YOUR ASSIGNMENT: Report how many lines in the rows below contain the string "clicks". Give only the number.
(INFORMATION SHOWN begins)
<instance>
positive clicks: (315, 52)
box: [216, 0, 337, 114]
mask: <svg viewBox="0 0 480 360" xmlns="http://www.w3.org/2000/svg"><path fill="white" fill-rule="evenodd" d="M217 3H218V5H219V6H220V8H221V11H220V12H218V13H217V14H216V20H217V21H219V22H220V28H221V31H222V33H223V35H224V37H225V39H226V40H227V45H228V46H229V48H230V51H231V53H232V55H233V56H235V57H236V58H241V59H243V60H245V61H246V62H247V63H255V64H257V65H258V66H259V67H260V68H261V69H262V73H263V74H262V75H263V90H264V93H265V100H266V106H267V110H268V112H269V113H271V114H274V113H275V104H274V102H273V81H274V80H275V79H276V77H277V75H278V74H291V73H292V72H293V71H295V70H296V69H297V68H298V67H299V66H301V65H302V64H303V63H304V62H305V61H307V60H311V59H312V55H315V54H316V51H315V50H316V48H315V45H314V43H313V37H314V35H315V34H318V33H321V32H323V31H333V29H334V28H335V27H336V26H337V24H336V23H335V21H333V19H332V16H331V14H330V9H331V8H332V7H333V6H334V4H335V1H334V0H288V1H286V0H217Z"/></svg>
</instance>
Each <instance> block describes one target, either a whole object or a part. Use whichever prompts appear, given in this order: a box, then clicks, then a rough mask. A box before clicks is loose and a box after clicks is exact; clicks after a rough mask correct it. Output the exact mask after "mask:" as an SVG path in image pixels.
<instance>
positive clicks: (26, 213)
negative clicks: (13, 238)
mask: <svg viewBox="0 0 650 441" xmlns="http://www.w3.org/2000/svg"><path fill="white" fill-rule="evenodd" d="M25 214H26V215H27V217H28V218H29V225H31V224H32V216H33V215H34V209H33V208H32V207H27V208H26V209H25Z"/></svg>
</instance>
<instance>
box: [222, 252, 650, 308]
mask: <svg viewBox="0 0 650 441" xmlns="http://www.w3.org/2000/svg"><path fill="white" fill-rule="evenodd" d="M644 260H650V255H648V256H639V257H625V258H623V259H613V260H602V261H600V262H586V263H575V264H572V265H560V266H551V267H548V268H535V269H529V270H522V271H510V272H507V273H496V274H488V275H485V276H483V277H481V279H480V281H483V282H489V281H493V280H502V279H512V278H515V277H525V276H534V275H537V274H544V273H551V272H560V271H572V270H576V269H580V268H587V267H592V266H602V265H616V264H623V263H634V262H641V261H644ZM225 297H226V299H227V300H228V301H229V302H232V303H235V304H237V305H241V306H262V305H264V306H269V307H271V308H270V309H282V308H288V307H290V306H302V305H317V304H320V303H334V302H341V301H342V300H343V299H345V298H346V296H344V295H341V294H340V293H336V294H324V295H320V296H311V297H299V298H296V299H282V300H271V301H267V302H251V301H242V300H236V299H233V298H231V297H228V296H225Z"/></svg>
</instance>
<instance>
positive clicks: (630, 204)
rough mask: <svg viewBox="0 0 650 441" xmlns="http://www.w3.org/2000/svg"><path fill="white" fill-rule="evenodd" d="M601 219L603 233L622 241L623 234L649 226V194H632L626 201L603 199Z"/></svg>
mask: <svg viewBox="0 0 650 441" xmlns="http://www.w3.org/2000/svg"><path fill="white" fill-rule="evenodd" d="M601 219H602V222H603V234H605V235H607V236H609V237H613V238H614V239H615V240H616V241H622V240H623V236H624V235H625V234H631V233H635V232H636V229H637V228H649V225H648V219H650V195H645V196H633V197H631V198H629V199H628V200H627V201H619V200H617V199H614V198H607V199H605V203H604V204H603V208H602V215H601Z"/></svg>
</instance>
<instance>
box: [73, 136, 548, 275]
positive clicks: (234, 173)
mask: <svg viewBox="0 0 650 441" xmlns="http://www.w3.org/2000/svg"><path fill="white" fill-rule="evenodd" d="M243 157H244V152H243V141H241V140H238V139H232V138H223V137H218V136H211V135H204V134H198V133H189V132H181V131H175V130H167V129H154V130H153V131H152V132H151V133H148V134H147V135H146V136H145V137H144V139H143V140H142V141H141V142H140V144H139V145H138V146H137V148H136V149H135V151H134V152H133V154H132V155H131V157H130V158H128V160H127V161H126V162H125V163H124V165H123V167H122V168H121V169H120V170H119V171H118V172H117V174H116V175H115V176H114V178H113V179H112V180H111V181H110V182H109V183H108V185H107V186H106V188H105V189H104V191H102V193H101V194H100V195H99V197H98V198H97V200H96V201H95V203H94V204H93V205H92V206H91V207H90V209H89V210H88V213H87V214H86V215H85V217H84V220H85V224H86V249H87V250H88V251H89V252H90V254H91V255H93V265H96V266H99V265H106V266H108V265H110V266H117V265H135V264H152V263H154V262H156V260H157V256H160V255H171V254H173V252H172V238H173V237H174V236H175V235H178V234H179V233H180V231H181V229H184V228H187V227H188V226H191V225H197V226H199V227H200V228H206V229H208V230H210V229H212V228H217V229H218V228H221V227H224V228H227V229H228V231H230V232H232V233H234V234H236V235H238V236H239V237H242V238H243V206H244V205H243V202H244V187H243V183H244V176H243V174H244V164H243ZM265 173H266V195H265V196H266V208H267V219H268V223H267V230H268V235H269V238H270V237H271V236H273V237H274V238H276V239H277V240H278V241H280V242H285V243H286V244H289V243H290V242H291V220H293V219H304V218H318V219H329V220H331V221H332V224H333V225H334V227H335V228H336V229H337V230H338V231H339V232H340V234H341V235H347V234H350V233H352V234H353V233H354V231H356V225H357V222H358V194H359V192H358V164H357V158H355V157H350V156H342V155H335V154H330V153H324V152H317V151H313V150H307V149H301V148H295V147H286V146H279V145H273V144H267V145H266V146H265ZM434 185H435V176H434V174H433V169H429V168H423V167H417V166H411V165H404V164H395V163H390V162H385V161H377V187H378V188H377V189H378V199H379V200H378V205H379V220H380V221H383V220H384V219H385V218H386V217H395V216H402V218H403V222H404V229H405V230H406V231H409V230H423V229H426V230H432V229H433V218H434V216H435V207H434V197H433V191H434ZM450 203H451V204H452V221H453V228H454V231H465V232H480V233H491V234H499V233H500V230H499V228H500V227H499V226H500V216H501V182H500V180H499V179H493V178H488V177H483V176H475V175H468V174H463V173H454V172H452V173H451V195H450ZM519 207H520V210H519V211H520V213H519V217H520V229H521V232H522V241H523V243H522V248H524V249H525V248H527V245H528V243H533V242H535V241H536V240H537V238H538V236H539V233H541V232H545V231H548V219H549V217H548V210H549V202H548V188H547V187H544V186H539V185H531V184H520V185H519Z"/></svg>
(INFORMATION SHOWN ends)
RESULT OF THIS EXERCISE: 6